Put every line of the listing below into a Markdown table with the columns "No." and "Text," numbering the rows in order and leaving out any blank lines.

◆ **Extracted material**:
◆ ◆ ◆

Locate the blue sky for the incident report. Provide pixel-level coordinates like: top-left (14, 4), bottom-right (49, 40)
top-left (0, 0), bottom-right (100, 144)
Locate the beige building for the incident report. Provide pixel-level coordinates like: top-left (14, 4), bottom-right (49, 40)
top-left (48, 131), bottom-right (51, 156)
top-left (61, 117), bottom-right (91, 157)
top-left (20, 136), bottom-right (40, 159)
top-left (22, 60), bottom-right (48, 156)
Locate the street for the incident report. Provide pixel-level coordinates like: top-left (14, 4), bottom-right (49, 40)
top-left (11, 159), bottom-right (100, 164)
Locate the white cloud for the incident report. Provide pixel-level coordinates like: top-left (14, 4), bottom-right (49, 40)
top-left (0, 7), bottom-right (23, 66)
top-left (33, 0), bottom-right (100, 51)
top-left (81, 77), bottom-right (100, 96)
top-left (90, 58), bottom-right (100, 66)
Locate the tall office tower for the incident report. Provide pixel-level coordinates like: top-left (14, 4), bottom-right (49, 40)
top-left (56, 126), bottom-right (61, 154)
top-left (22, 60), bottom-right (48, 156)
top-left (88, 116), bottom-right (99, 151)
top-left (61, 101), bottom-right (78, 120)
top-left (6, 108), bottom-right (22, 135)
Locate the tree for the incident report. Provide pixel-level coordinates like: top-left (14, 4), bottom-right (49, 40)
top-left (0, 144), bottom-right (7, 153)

◆ ◆ ◆

◆ **Output below**:
| No. | Text |
|---|---|
| 1 | Locate the blue sky for the incident report. Provide pixel-level coordinates like: top-left (14, 4), bottom-right (49, 40) |
| 2 | top-left (0, 0), bottom-right (100, 144) |
| 3 | Locate the beige building for the incident report. Provide pixel-level coordinates like: top-left (14, 4), bottom-right (49, 40) |
| 4 | top-left (48, 131), bottom-right (51, 156) |
| 5 | top-left (61, 117), bottom-right (91, 157) |
| 6 | top-left (20, 136), bottom-right (40, 159) |
| 7 | top-left (22, 60), bottom-right (48, 156) |
| 8 | Locate the street for the incident report. Provide pixel-level coordinates like: top-left (14, 4), bottom-right (49, 40) |
| 9 | top-left (11, 159), bottom-right (100, 164) |
| 10 | Locate the white cloud for the incident report. Provide pixel-level coordinates like: top-left (14, 4), bottom-right (49, 40) |
| 11 | top-left (0, 7), bottom-right (23, 66) |
| 12 | top-left (33, 0), bottom-right (100, 51) |
| 13 | top-left (81, 77), bottom-right (100, 96) |
| 14 | top-left (90, 58), bottom-right (100, 66) |
| 15 | Locate the tall office tower for the incident report. Provide pixel-level coordinates like: top-left (14, 4), bottom-right (49, 40) |
| 16 | top-left (56, 126), bottom-right (61, 154) |
| 17 | top-left (22, 60), bottom-right (48, 156) |
| 18 | top-left (88, 116), bottom-right (99, 151) |
| 19 | top-left (61, 101), bottom-right (78, 120) |
| 20 | top-left (6, 108), bottom-right (22, 135) |
| 21 | Locate the tree for the incident report. Provide pixel-level coordinates like: top-left (14, 4), bottom-right (49, 40) |
| 22 | top-left (0, 144), bottom-right (7, 153) |